__Work request__
Output all of the records exactly as written.

Task material below:

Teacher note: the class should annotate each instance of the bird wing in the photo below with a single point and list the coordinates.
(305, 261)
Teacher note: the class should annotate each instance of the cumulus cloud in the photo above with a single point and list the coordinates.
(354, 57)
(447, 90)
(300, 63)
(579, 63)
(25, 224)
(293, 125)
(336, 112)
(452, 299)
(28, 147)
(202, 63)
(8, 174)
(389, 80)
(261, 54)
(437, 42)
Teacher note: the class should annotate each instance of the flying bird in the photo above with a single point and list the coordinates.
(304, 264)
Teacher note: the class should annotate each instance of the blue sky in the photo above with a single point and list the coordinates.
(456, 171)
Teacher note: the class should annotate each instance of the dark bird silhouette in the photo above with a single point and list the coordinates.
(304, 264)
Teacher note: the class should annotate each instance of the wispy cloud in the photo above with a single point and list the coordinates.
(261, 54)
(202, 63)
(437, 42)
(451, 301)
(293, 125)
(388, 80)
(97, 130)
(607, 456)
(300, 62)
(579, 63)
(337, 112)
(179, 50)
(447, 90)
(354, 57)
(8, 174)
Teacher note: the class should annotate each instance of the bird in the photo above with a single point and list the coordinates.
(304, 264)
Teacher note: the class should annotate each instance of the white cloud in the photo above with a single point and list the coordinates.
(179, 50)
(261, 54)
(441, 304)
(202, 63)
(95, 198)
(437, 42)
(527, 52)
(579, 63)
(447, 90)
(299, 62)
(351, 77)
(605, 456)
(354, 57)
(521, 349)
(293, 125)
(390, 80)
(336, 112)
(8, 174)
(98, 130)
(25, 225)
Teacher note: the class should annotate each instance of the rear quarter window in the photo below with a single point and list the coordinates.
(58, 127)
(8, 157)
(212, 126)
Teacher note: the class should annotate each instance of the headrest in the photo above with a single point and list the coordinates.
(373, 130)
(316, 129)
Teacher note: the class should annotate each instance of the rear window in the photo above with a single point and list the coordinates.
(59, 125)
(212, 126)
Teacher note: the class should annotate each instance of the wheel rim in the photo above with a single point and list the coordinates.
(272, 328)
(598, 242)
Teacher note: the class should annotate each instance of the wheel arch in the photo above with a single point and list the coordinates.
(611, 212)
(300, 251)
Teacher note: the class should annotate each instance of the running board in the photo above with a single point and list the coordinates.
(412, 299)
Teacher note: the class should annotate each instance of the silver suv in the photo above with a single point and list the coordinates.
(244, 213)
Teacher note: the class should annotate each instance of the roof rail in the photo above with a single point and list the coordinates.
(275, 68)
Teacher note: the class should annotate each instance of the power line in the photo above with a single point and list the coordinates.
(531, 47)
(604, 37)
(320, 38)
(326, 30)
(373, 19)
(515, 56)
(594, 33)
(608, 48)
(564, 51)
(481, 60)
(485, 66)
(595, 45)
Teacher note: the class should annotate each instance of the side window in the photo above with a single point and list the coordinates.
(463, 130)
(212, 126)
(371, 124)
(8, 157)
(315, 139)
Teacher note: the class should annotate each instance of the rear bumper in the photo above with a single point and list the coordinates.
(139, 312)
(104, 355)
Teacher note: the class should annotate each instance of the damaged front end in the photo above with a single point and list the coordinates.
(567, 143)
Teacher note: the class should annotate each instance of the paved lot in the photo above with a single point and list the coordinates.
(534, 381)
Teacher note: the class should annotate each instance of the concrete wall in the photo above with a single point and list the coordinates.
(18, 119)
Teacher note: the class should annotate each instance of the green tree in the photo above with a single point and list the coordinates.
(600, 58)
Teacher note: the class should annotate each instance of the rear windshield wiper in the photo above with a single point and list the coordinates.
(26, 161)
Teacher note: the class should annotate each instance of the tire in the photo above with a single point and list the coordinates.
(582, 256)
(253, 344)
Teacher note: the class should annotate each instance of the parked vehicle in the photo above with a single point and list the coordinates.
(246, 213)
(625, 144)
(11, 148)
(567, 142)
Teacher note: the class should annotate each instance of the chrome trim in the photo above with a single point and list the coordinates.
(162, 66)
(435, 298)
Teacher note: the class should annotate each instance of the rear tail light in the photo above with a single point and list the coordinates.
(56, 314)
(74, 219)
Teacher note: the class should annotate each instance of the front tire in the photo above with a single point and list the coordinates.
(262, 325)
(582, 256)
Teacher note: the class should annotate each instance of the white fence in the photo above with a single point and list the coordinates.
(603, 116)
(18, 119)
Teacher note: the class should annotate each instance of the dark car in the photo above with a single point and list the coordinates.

End of Task material.

__Task response__
Teacher note: the class should annotate each instance of the bird wing in the photo below with a single point and list the coordinates.
(305, 261)
Teacher note: the class should annotate each instance of the cumulus cloud in the photo above with a single point and list the coordinates.
(354, 57)
(447, 90)
(300, 63)
(579, 63)
(25, 224)
(293, 125)
(336, 112)
(452, 299)
(28, 147)
(202, 63)
(8, 174)
(389, 80)
(261, 54)
(437, 42)
Teacher note: the class should annotate each instance of the flying bird in the photo above with a single point and list the coordinates.
(304, 264)
Teacher note: the class should annotate each instance of the blue sky in the photo above with a single point and list the coordinates.
(456, 171)
Teacher note: the class should annotate each instance of the dark bird silhouette in the photo above with a single point and list the coordinates.
(304, 264)
Teacher note: the class should annotate each instance of the wispy cloud in the photo above with a single point and list the coordinates.
(261, 54)
(202, 63)
(437, 42)
(451, 301)
(293, 125)
(388, 80)
(97, 130)
(607, 456)
(300, 62)
(579, 63)
(337, 112)
(179, 50)
(447, 90)
(354, 57)
(8, 174)
Teacher note: the class should annotate each instance of the bird in the photo above with a single point and list the coordinates.
(304, 264)
Teacher note: the class should annotate each instance of the white cloud in the photo above with a single point and list the coordinates.
(179, 50)
(261, 54)
(441, 304)
(202, 63)
(95, 198)
(437, 42)
(527, 52)
(579, 63)
(447, 90)
(299, 62)
(351, 77)
(605, 456)
(354, 57)
(521, 349)
(293, 125)
(390, 80)
(336, 112)
(8, 174)
(98, 130)
(25, 225)
Teacher note: the class should annotate each instance of the rear quarter window in the photo below with a single point and list the coordinates.
(58, 127)
(8, 157)
(212, 126)
Teacher note: the class should annotate each instance of the headrest in the photo above with a single point and list the coordinates.
(373, 130)
(316, 129)
Teacher note: the class should annotate each instance of the rear window in the photo above with a single point and list the coordinates.
(59, 125)
(212, 126)
Teacher note: the class should annotate each instance of the wheel rim in the photo above with a single point and list the coordinates.
(272, 328)
(598, 242)
Teacher note: the class should annotate each instance of the wheel arch in the photo above with a single point and list the coordinates.
(611, 212)
(300, 251)
Teacher note: the class should annotate each instance of the running board in the photo above with a single point and list the coordinates.
(412, 299)
Teacher note: the class should annotate each instance of the silver suv in the photo above with a single point and list the coordinates.
(244, 213)
Teacher note: the class should annotate each instance of the roof rail in the photo above with a single point and list the coordinates.
(275, 68)
Teacher note: the class should annotate each instance of the power line in the photo above with a single point and list the coordinates.
(531, 47)
(604, 37)
(320, 38)
(326, 30)
(373, 19)
(515, 56)
(594, 33)
(608, 48)
(564, 51)
(481, 60)
(485, 66)
(595, 45)
Teacher note: the class should annotate each instance of the side window in the photo above with a single point and list the coordinates.
(463, 130)
(212, 126)
(371, 124)
(8, 157)
(315, 139)
Teacher note: the class should annotate each instance of the rear bumper in the photo above with a single point and list the coordinates.
(139, 312)
(104, 355)
Teacher note: the class should annotate each instance of the damaged front end in the photo above with a single point and list the coordinates.
(567, 143)
Teacher note: the class should annotate each instance of the paved lot in the photo above with a single point and list the coordinates.
(534, 381)
Teacher note: the class should annotate each instance of the concrete wall in the photo above with a single point and list the coordinates.
(18, 119)
Teacher note: the class should annotate each instance of the green tree in the photo above with a single point and list the coordinates.
(600, 58)
Teacher note: the class should annotate each instance of the rear windshield wiper in the photo above with a single point and list the coordinates.
(26, 161)
Teacher note: the class should annotate each instance of the tire in the photo above with a single point and list the coordinates.
(582, 256)
(253, 344)
Teacher note: the class should annotate each instance of the parked vehicle in the photo above with a single point and list the coordinates.
(246, 213)
(625, 144)
(11, 148)
(567, 142)
Teacher note: the class should annotate each instance of the chrome trim in the photo above with a single point and list the coordinates.
(162, 66)
(435, 298)
Teacher note: the class should annotate each instance of the rear tail light in the photo above with a single point and list the coordinates.
(56, 314)
(74, 219)
Teacher note: the class should annotate each instance of the front tire in the photo above with a single point and list the coordinates.
(262, 325)
(582, 256)
Teacher note: the class should annotate each instance of the white fence in the photo above with a single point and list the coordinates.
(603, 116)
(18, 119)
Teacher note: the class should annotate each instance of the dark car in the photo above with a single point and list the coordinates.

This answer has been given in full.